• The request:
Copy out the entries below with each "Target" swapped for "Object" and everything else left the same. Leave out the pictures.

• Task material:

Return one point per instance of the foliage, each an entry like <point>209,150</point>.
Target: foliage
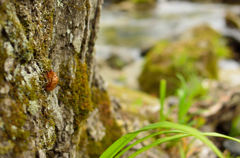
<point>182,131</point>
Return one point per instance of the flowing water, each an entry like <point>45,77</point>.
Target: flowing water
<point>130,32</point>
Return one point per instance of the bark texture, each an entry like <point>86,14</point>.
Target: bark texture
<point>42,35</point>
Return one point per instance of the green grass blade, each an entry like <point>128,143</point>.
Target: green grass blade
<point>159,141</point>
<point>118,145</point>
<point>140,140</point>
<point>162,93</point>
<point>213,134</point>
<point>181,150</point>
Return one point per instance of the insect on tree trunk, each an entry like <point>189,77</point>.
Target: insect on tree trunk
<point>38,36</point>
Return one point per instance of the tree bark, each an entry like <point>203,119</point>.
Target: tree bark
<point>38,36</point>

• Output:
Return one point per instance of the foliage, each an entry like <point>209,150</point>.
Object: foliage
<point>182,131</point>
Return one point per instance of the flowing water, each an entry like <point>45,77</point>.
Object: flowing water
<point>130,32</point>
Return one point per instance of the bark texture, each an entry like <point>86,14</point>.
Object: bark texture
<point>42,35</point>
Return one point per instance of the green grass blade, each an entry like <point>128,143</point>.
Object: green grass blade
<point>159,141</point>
<point>118,145</point>
<point>140,140</point>
<point>162,93</point>
<point>213,134</point>
<point>181,150</point>
Return one point per instance of the insect on tree trunk, each an entry like <point>189,77</point>.
Object: insect on tree trunk
<point>38,36</point>
Return one point per instance of the tree bark, each an entry like <point>203,119</point>.
Object: tree bark
<point>38,36</point>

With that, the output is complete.